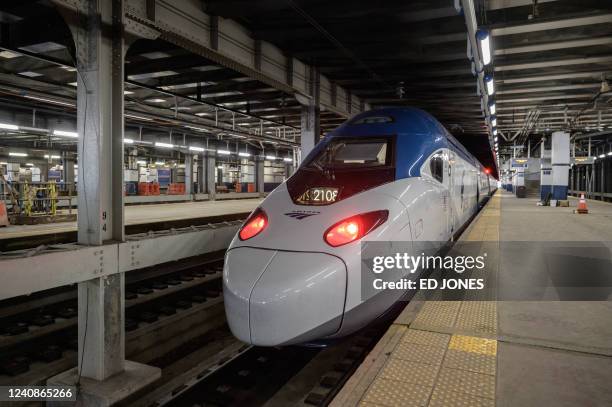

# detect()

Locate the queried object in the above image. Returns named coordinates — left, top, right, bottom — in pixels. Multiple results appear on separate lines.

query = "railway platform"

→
left=331, top=191, right=612, bottom=407
left=0, top=198, right=262, bottom=241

^^^^^^^^

-- Set task --
Copy the rows above word for word, leaving out the pictures.

-- Written answer --
# detect()

Locate the queried object in the above image. Returns named coordinates — left, top, right, bottom — in pixels. Multiple results appear on separate lines.

query = "railway platform"

→
left=331, top=191, right=612, bottom=407
left=0, top=198, right=262, bottom=241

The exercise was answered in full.